-- TASK MATERIAL follows --

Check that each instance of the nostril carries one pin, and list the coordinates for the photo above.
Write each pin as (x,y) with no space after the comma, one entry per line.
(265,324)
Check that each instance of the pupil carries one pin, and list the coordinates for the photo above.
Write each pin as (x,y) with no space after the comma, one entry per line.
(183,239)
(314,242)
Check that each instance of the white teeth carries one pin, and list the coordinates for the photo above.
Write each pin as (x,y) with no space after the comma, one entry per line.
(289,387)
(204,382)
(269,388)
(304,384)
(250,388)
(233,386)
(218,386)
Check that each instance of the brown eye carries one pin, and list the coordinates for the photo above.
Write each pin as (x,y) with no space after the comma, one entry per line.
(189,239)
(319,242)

-- TASK MATERIAL concluded --

## WHAT YOU ARE ASKED TO DO
Extract every record and return it verbatim.

## RESPONSE BOX
Check that each instance of the nostril carries one pin, and list the coordinates for the photo above.
Write each pin as (x,y) with no space after the comma, one entry per line.
(265,324)
Check that each instance of the pupil carries one pin, and list the coordinates for the photo above.
Write each pin as (x,y) with no space after the comma, one entry per line.
(183,239)
(314,242)
Check that each instance of the white teeth carries one pin, and list the coordinates for the photo above.
Write each pin as (x,y) with no space after the comma, one entry per line.
(289,387)
(204,382)
(269,388)
(304,384)
(250,388)
(233,386)
(218,386)
Check that each instance of the brown eye carries one pin, and list the coordinates for the photo above.
Write each pin as (x,y) with no space after the comma, one entry per line.
(189,239)
(319,242)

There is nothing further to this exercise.